◆ **Texto base**

Quando analisamos a formação de acrilamida com a utilização da air fryer, também podemos constatar que os valores ficam bastante abaixo ou, no limite, iguais à fritura por imersão ou confecção no forno. Esta fritura por ar quente para além de uma grande poupança de energia em relação à confecção num forno tradicional, poupa logicamente muita gordura e calorias, pois não existe a fritura por imersão, mesmo sabendo que eventualmente o sabor, cor e crocância de alguns alimentos se tornam melhores quando são borrifados com azeite/óleo pré-confecção. Uma das formas de também contrabalançar este potencial efeito negativo da formação de acrilamida é juntar a esses preparados ervas aromáticas e especiarias e seus respectivos fitoquímicos com potencial antioxidante. Trocar o sal por orégãos, alecrim, cravinho, manjericão, pimenta, açafrão e alho em pó dão uma ajuda sensorial e também à saúde.

Entradas guardadas
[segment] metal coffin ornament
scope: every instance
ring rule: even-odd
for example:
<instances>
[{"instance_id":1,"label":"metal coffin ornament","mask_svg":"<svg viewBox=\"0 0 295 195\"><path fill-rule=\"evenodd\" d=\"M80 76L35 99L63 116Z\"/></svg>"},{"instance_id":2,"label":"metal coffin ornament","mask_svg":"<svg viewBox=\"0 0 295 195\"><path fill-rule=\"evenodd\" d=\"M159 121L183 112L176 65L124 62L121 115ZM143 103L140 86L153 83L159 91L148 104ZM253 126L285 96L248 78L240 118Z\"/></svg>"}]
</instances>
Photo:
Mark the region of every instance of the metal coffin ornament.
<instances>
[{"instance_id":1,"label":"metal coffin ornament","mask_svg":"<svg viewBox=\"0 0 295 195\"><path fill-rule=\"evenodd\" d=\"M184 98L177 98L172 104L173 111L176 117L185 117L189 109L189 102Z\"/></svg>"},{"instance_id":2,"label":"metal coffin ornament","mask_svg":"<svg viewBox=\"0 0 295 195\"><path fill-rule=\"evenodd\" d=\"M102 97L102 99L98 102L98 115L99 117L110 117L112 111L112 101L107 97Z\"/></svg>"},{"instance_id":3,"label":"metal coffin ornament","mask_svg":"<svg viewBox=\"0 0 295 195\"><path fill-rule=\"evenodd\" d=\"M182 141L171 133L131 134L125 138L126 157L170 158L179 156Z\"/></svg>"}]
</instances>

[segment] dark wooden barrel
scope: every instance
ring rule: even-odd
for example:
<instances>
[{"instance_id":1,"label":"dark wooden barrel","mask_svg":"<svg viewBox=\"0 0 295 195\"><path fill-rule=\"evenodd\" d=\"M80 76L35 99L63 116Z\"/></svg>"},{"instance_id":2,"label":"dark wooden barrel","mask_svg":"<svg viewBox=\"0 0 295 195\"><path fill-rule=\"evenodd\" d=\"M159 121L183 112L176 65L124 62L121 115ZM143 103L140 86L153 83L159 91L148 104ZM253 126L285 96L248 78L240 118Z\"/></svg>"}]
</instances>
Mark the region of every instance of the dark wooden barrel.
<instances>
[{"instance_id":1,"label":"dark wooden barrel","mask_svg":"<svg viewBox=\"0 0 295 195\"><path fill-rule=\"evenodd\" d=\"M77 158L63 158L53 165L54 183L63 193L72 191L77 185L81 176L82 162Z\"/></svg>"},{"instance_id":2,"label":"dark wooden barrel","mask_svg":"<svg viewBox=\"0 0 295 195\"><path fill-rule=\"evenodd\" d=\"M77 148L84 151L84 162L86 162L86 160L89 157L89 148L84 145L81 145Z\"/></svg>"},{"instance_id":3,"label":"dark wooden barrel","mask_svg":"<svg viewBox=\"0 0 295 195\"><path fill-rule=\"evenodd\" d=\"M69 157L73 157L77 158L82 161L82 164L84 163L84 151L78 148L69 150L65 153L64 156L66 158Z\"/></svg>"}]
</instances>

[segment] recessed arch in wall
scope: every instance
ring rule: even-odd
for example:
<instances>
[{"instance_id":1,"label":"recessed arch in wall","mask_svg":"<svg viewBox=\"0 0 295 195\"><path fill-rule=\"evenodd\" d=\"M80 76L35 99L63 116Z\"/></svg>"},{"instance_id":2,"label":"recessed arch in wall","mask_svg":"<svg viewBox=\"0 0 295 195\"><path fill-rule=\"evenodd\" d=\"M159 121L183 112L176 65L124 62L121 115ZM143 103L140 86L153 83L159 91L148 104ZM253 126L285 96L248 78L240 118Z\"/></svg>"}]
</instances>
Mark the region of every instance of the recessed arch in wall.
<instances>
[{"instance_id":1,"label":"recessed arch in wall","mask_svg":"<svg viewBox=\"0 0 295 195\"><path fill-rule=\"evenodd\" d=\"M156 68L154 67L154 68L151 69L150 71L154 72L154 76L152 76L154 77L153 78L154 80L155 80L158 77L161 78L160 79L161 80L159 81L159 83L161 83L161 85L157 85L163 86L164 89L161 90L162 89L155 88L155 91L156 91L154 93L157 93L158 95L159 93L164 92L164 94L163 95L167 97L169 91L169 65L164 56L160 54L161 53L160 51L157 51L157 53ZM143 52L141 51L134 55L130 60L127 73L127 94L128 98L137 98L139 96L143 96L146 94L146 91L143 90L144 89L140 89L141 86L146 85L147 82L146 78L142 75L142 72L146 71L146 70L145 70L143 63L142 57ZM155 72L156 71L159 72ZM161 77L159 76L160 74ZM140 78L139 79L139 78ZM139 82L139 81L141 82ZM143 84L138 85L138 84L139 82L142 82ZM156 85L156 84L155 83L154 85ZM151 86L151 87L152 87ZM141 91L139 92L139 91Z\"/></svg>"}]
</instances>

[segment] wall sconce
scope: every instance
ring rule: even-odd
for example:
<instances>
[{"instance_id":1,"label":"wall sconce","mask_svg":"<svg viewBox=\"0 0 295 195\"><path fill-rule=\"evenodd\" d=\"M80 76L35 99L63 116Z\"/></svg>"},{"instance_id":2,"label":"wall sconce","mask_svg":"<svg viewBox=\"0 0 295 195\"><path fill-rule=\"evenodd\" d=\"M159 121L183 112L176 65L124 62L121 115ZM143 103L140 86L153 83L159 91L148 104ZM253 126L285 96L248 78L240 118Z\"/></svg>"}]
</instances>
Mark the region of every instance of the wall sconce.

◆ **Enunciado**
Segundo o texto sobre a air fryer, o que se pode juntar aos preparados para contrabalançar o efeito negativo da formação de acrilamida?

◆ **Resposta**
Ervas aromáticas e especiarias, com os respectivos fitoquímicos de potencial antioxidante.